• _STATED GOAL_:
Copy out the rows below word for word, starting at the line that contains "label: bathroom vanity => bbox" and ending at the line that contains "(451, 230), (477, 250)", with both of those lines included.

• _DATA ENTRIES_:
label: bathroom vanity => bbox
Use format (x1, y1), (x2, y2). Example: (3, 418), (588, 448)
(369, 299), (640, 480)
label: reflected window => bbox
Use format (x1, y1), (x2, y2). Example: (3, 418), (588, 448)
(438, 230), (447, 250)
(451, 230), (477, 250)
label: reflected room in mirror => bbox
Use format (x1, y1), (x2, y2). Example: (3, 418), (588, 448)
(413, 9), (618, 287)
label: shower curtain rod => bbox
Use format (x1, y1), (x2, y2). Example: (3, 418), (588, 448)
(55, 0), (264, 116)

--

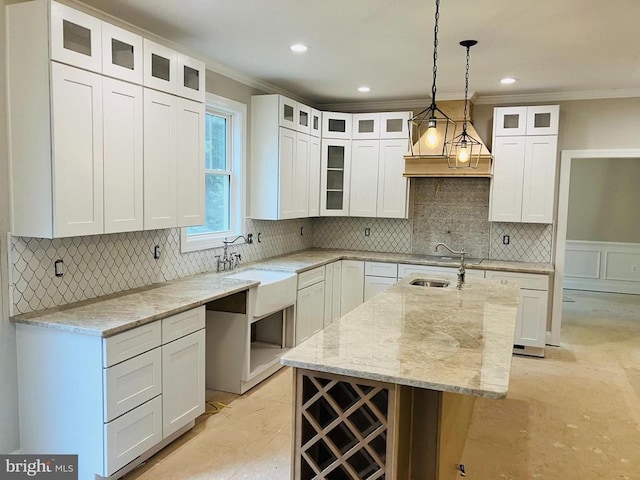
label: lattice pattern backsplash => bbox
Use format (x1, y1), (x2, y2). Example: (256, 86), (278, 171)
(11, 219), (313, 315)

==

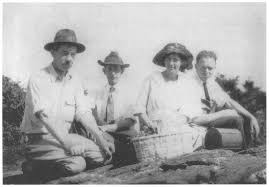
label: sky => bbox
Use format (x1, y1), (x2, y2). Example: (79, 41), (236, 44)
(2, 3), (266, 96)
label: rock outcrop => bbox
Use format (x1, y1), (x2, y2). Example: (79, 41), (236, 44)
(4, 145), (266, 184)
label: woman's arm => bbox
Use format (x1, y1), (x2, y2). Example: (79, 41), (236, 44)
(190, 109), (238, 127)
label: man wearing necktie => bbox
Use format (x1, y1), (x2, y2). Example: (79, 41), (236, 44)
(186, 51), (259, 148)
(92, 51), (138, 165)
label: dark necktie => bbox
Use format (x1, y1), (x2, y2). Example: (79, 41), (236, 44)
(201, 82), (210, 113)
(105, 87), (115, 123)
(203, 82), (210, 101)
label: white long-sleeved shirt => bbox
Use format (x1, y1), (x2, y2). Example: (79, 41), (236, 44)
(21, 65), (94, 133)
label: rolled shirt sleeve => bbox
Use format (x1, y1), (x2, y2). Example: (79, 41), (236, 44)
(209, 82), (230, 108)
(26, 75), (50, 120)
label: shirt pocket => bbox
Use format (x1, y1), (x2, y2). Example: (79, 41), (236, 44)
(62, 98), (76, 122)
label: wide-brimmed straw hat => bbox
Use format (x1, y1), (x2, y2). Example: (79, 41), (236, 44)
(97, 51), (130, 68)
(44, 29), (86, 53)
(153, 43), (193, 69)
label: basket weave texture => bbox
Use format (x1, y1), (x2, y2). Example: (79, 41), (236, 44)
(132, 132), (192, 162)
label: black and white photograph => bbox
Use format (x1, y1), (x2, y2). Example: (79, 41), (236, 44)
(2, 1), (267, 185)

• _ANSWER TO THIS TASK_:
label: bathroom vanity => bbox
Use format (x1, y1), (x2, y2). Example: (3, 418), (588, 448)
(369, 299), (640, 480)
label: reflected window => bbox
Use format (x1, y1), (x2, y2). Example: (3, 418), (588, 448)
(438, 230), (447, 250)
(451, 230), (477, 250)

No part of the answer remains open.